_Work to complete:_
a) Answer these questions from the Watch Cloud customer agreement:
(i) What is the monthly price per device for a customer with two or more devices?
(ii) How many days of written notice must the Company give before changing, deleting, or adding a term?
(iii) Title V of which act must each party comply with when handling consumers' personal information?
b) Resume the Watch Cloud customer agreement with the clause that would come after the trade names provision.

_Text:_
>>>>>
The terms and conditions of this Customer Agreement (the “Agreement“) govern the Services provided to Customer by Watch Cloud Cyber Security LLC (referred to as “Company”). By accepting enrollment in the Services, you are agreeing to the terms of this Agreement.
Cost of Services
1 Device $75/mo or $900/yr per device
2+ Devices $50/mo or $600/yr per device
Cancellation Instructions: CUSTOMER may cancel this Agreement at any time; however, CUSTOMER will not receive a refund of any fees already paid for the then-current term and CUSTOMER will be liable for any outstanding fees still due and owing at the time of cancellation. Once the cancellation is processed, the Agreement will expire at the end of then-current term. To cancel the Agreement, please visit the WatchCloud Cancellation Form and complete the information therein to submit your cancellation request
Changes in Terms and Early Termination: COMPANY may unilaterally change, delete, or add any term to this Agreement upon thirty (30) days written notice to CUSTOMER (the 30 day period being referred to hereinafter as the “30 Day Notice Period”, provided, however, that if such a change, deletion, or addition is not acceptable to CUSTOMER, CUSTOMER may terminate this Agreement upon ten (10) days written notice to COMPANY, which notice must be given prior to the end of the 30 Day Notice Period. The change, deletion, or addition made by COMPANY shall become effective at the end of the 30-Day Notice Period.
Return of Proprietary Information: Upon termination of this Agreement, the parties will return to any furnishing party all proprietary and confidential information received in connection with this Agreement and certify in writing to such furnishing party that such receiving party has not retained any copies of such proprietary or confidential information.
Effect of Termination: The termination of this Agreement shall not cause the termination of any obligation which by its nature is a continuing obligation.
No party shall make any unauthorized disclosure of or use any personal information of individual consumers which it receives from the other party or on the other party’s behalf other than to carry out the purpose for which such information is received, and each party shall comply, to the extent applicable, with requirements of the implementing of regulations of Title V of the Gramm-Leach-Bliley Act of 1999. Each party shall adopt and maintain a comprehensive privacy policy with respect to its handling of the personal information of individual consumers submitted by such consumers to that party. Each party shall comply in all respects with the provisions of such privacy policy.
10. TRADE NAMES: CUSTOMER recognize the proprietary interest that COMPANY has in their corporate and trade names and CUSTOMER represents and warrants that CUSTOMER will not use COMPANY’s corporate identity or any trademark or service mark of the other or any COMPANY Vendor, including any private label name used by COMPANY, without having received prior consent to do so.
<<<<<
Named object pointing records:
>>>>>
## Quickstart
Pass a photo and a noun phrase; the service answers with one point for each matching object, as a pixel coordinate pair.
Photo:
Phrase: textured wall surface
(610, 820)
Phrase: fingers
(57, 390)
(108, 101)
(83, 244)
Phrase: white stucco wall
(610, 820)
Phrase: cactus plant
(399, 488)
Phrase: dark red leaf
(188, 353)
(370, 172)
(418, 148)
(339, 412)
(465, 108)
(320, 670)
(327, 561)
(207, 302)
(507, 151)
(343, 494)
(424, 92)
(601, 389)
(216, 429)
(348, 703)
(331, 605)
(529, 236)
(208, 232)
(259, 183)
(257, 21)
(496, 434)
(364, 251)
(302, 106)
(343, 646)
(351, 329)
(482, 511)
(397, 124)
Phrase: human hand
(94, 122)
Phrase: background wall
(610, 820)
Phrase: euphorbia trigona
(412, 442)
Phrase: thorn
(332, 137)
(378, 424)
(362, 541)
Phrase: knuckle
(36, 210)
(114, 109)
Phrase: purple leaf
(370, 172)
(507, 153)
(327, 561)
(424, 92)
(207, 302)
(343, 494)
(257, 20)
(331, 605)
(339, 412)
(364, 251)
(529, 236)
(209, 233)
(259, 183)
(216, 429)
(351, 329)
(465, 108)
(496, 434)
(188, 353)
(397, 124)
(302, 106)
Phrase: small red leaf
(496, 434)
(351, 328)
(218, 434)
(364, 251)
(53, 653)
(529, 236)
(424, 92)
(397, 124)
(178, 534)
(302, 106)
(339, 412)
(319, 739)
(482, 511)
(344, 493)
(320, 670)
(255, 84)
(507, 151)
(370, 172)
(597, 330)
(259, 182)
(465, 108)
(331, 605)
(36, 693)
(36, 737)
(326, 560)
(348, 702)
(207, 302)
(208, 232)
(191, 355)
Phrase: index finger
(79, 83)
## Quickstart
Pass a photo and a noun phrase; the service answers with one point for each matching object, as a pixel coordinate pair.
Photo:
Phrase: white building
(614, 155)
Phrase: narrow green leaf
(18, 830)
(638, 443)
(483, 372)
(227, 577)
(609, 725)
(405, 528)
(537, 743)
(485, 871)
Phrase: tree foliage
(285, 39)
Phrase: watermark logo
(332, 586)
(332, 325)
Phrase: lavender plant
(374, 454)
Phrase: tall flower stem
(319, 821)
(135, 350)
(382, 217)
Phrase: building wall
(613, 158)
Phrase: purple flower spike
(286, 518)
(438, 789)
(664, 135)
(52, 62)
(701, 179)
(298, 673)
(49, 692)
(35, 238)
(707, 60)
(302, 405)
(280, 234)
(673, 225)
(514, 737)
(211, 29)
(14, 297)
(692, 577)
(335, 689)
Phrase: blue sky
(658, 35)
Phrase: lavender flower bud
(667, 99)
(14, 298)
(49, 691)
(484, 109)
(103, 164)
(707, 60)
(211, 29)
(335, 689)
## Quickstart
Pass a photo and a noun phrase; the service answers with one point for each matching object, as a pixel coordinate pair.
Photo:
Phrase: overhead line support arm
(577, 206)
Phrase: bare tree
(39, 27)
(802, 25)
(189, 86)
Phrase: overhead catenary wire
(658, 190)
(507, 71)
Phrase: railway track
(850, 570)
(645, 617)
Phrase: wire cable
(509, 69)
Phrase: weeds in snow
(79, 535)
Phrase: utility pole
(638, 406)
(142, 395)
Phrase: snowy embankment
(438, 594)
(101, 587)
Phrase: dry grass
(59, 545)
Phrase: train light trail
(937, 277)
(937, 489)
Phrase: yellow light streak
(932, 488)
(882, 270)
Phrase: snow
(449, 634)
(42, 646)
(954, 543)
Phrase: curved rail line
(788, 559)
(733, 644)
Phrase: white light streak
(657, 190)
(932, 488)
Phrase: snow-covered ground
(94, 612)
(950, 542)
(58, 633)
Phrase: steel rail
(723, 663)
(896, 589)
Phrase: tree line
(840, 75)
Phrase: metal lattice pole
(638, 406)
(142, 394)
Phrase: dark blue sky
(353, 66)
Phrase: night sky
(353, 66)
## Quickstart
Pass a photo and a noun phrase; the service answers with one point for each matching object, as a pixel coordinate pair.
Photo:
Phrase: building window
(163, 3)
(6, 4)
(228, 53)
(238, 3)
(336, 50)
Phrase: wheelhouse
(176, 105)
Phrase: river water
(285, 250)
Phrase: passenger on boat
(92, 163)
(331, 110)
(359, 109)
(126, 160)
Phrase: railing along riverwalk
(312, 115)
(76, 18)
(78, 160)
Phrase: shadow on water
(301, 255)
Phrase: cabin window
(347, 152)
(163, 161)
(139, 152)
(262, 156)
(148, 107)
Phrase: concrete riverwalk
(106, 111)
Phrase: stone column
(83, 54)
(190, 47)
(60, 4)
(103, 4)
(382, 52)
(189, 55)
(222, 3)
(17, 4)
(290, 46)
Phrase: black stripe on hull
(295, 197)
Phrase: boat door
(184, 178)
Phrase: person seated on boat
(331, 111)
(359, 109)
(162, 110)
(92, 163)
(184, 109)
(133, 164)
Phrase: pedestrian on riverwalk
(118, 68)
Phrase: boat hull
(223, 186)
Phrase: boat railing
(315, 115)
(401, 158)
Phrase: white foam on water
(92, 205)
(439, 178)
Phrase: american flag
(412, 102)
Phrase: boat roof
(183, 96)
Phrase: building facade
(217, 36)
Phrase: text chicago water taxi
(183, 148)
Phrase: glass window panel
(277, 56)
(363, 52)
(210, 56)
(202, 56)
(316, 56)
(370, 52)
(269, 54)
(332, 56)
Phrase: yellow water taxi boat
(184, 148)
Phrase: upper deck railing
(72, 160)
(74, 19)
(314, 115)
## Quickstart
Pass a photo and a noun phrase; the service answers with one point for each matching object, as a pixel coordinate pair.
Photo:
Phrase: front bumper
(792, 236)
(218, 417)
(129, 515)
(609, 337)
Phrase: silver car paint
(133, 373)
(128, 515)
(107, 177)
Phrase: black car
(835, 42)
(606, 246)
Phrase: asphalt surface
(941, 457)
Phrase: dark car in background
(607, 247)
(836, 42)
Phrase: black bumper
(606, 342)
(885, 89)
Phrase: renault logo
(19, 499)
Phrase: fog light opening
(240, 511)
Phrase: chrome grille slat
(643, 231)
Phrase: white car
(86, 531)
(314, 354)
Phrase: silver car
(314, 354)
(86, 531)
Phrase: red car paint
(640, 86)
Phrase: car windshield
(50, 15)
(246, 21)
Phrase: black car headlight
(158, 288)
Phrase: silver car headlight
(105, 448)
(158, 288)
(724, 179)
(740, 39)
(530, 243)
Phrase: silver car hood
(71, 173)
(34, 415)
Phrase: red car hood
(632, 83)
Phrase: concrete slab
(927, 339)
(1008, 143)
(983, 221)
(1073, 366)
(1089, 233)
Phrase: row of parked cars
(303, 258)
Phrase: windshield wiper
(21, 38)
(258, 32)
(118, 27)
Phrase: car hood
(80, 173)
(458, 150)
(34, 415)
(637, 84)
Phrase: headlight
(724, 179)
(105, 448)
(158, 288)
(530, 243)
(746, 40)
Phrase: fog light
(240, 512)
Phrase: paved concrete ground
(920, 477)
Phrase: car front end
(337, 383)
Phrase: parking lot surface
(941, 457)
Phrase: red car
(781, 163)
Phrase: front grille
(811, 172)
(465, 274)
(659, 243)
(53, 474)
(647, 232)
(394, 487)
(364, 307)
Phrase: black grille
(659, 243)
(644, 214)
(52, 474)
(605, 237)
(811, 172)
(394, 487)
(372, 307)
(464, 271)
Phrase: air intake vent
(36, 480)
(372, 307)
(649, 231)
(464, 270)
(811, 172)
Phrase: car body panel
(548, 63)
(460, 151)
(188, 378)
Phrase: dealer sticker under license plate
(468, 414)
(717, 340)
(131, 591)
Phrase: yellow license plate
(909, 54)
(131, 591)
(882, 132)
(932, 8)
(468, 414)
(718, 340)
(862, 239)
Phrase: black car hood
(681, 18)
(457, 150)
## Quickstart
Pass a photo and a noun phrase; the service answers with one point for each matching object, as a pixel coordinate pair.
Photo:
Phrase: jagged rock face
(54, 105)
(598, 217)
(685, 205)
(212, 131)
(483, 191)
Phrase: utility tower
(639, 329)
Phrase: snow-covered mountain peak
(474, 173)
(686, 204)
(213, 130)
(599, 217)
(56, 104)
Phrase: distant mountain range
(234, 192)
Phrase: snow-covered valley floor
<<<<<
_In response:_
a)
(i) $50 per month per device.
(ii) Thirty (30) days.
(iii) The Gramm-Leach-Bliley Act of 1999.

b)
11. MARKETING COMMUNICATIONS CONSENT:
Customer expressly agrees that by entering into this Agreement and providing contact information, including but not limited to any telephone number, mobile number, mailing address, and email address, Customer authorizes Watch Cloud Cyber Security LLC (“Company”) and its representatives to contact Customer using such information for marketing, informational, and transactional purposes related to Company’s products and services.
This authorization includes, but is not limited to, communications delivered by telephone call, text message (SMS/MMS), email, or other electronic means. Customer understands that message and data rates may apply to text messages and that Customer may opt out of receiving marketing communications at any time by replying “STOP” to any text message or by following the unsubscribe instructions provided in any email communication.
Customer acknowledges that consent to receive marketing communications is not a condition of purchase or service, and that opting out will not affect Customer’s ability to receive necessary transactional or service-related communications.
12. ARBITRATION: Any disputes or disagreements arising out of or relating to this Agreement, which cannot be settled by the parties on a mutually satisfactory basis, shall be submitted and settled by binding arbitration in the State of Florida. A single arbitrator shall be selected by agreement of the parties. If the parties cannot agree on an arbitrator, each party shall nominate one arbitrator, and the nominated arbitrators shall select a single additional arbitrator, all of whom shall then serve as the arbitration panel. The arbitration procedures shall be as directed by the arbitrator(s), or if the arbitrator(s) shall so decide, under the Commercial Arbitration Rules of the American Arbitration Association. The parties agree that the arbitration shall be instead of any civil litigation and that the arbitrator’s decision and ruling shall be final and binding. Each party will bear one-half (1/2) of the cost of the arbitration filing and hearing fees and one-half (1/2) of the cost of the arbitrator(s).
13. ENTIRE UNDERSTANDING: This Agreement states the entire understanding between the parties with respect to the subject matter hereof and supersedes all earlier and contemporaneous oral and written communications and agreements or promises made with respect to the same subject matter, and any other previous agreements, promises, or representations of any kind respecting the relationship between the parties hereto. This Agreement shall not be modified except as provided in this Agreement or in a written document signed by both parties.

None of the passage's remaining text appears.